[Start of section]

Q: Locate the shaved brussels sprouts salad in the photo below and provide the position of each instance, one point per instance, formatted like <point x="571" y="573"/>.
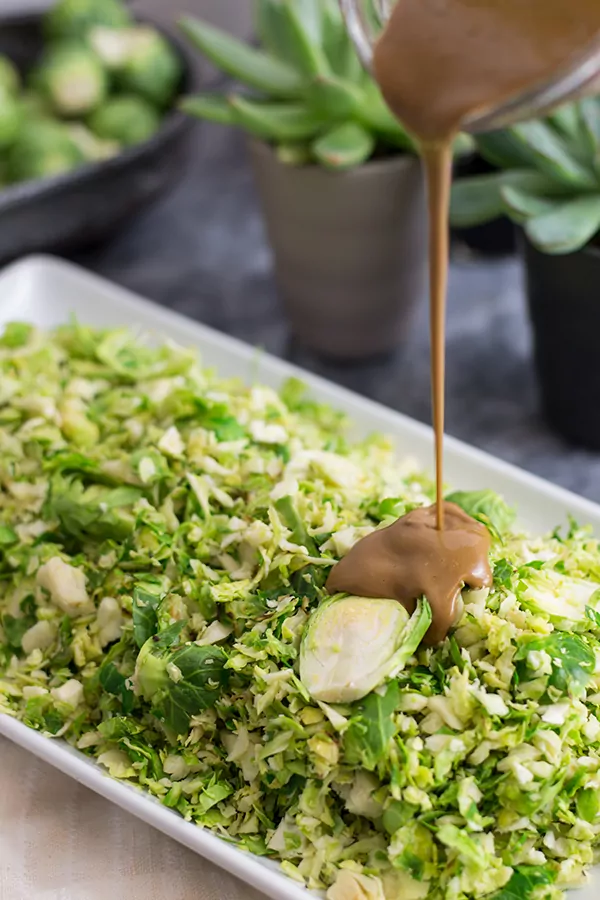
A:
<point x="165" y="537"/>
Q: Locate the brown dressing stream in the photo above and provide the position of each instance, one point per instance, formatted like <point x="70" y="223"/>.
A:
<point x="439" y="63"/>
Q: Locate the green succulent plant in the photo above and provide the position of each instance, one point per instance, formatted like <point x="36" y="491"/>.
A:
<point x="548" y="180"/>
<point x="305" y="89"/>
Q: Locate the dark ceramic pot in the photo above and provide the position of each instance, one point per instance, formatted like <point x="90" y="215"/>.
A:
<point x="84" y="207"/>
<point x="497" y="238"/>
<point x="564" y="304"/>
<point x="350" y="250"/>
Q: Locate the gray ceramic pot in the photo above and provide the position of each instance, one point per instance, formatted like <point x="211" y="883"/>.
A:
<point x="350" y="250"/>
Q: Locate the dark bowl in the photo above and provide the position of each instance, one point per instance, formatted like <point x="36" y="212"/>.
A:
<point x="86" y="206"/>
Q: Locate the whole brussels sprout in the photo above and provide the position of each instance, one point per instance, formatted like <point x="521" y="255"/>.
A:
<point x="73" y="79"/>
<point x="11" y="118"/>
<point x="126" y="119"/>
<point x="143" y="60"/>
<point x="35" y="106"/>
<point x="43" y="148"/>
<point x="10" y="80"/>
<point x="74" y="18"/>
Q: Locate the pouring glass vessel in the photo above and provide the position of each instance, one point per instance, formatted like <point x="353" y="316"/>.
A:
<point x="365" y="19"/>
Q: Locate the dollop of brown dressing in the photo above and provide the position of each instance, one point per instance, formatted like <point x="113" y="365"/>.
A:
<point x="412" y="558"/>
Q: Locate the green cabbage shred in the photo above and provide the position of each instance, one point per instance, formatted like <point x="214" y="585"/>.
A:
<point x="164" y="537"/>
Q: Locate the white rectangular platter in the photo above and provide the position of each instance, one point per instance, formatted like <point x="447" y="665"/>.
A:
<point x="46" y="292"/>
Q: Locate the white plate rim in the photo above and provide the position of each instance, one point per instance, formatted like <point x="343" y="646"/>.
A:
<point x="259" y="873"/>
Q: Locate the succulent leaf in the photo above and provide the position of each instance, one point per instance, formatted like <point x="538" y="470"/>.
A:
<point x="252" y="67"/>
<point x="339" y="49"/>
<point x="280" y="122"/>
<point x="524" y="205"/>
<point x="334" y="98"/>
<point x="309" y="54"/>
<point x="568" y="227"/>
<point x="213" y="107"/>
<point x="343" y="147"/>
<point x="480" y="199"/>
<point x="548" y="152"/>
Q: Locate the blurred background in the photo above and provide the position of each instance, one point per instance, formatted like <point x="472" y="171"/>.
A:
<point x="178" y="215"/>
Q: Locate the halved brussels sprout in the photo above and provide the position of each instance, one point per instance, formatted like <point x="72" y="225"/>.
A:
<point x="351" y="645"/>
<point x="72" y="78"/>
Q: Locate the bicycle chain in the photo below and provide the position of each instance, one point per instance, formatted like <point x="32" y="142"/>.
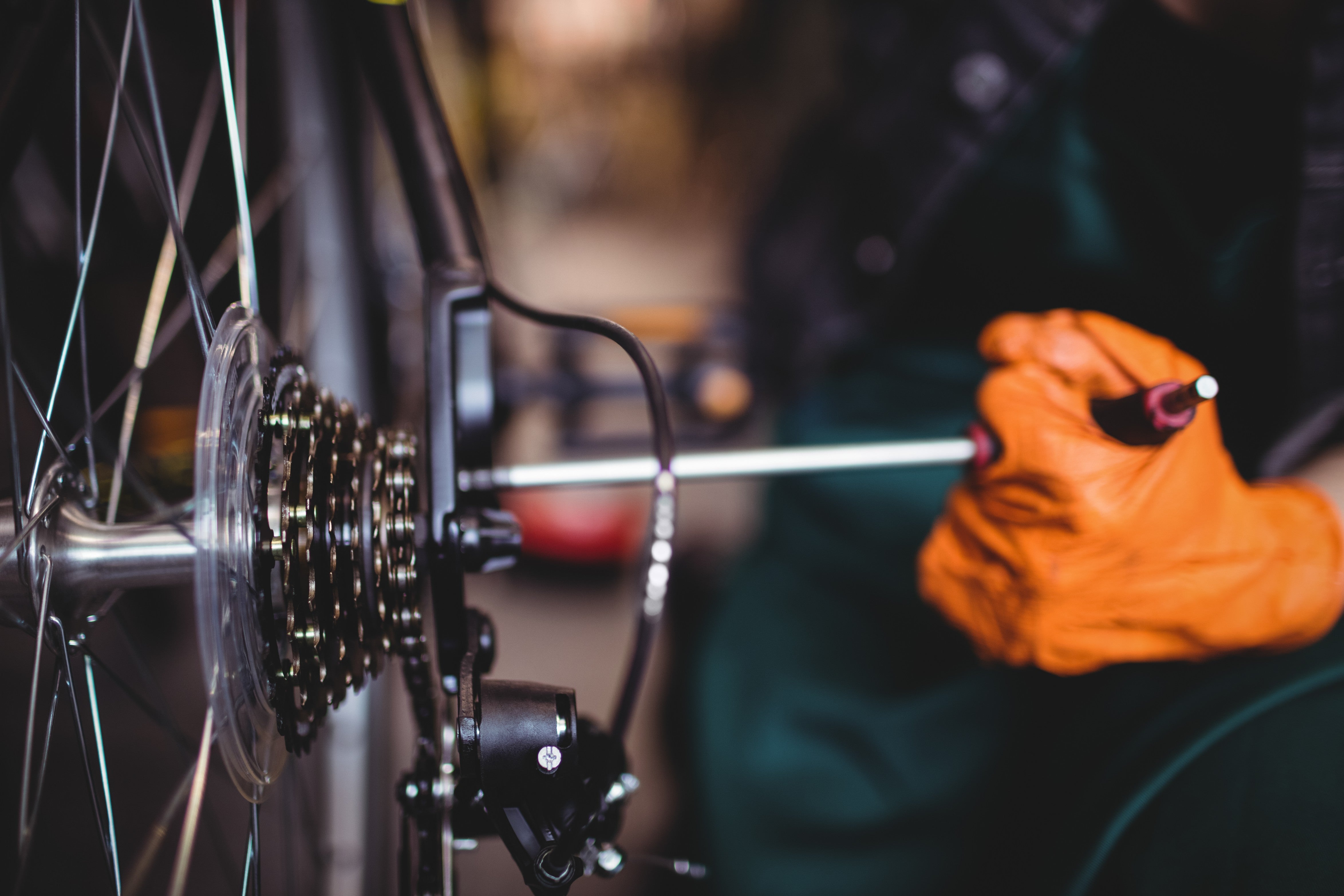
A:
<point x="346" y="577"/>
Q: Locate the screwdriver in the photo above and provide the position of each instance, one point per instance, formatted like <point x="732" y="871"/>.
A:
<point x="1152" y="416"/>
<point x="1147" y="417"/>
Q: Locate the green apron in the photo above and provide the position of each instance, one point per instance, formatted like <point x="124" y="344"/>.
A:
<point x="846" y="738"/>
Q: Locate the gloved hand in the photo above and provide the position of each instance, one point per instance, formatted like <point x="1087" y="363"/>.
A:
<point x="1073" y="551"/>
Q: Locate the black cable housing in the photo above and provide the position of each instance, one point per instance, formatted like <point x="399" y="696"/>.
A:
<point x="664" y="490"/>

[End of section]
[Start of section]

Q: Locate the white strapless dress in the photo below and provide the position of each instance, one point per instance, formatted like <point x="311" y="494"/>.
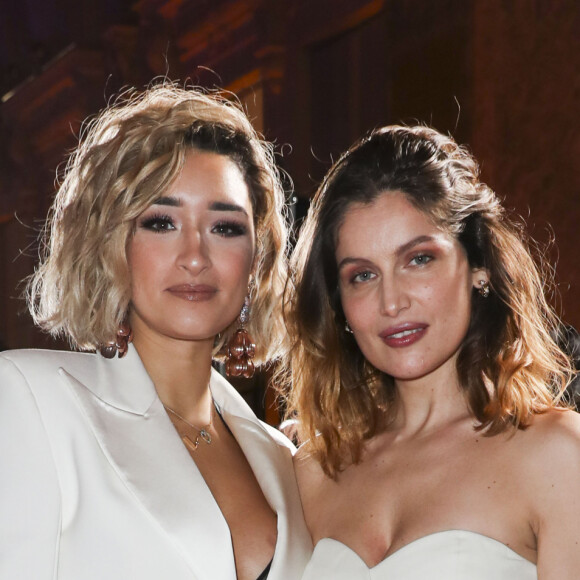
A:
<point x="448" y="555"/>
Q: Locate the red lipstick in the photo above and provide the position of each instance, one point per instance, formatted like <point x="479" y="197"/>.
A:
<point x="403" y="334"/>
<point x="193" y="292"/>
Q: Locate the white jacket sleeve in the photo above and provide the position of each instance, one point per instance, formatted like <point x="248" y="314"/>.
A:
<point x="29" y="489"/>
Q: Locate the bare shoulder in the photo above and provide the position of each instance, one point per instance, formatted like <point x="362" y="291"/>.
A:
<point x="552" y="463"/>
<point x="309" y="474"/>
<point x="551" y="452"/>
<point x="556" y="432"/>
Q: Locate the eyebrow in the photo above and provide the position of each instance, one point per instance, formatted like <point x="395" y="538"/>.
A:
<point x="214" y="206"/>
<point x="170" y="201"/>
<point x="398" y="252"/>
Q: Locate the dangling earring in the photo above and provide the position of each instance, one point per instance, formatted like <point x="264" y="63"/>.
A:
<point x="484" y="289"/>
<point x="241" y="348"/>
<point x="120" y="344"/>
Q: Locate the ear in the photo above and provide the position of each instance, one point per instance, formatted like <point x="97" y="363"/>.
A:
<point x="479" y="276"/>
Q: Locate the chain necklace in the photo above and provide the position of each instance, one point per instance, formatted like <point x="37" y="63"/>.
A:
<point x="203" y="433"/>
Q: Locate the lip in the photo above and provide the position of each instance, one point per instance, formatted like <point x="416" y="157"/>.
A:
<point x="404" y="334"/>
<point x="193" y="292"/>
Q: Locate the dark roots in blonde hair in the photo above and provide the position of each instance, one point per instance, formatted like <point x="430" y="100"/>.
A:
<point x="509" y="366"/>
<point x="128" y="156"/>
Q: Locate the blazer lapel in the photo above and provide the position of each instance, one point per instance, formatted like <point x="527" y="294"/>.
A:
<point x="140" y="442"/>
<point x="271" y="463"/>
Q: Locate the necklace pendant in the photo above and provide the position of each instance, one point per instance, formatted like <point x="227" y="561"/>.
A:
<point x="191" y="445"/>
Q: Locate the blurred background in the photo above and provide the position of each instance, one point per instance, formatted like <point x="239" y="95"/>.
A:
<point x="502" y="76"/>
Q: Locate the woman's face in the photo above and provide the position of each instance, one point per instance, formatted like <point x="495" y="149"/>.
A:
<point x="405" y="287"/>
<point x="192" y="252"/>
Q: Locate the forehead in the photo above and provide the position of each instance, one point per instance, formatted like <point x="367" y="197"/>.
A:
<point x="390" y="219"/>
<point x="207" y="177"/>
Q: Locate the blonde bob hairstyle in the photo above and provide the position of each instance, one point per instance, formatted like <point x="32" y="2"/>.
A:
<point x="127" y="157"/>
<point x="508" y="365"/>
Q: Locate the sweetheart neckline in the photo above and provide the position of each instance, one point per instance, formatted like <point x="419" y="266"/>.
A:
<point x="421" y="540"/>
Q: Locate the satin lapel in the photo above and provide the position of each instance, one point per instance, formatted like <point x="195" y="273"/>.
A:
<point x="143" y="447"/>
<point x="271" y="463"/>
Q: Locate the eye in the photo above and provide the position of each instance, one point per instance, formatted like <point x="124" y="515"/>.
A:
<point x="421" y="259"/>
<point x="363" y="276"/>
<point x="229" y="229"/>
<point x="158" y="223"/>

[End of section]

(What you are asked to do): Look through the entries above; find each line with the word "ceramic" and copy it.

(Problem solution):
Q: Locate the dark ceramic pot in the photo above and provide the position of each instance, one point per instance, formatted like <point x="90" y="215"/>.
Q: Locate the gray ceramic pot in the photo above and provide the position of each instance, one point per instance, formatted like <point x="211" y="883"/>.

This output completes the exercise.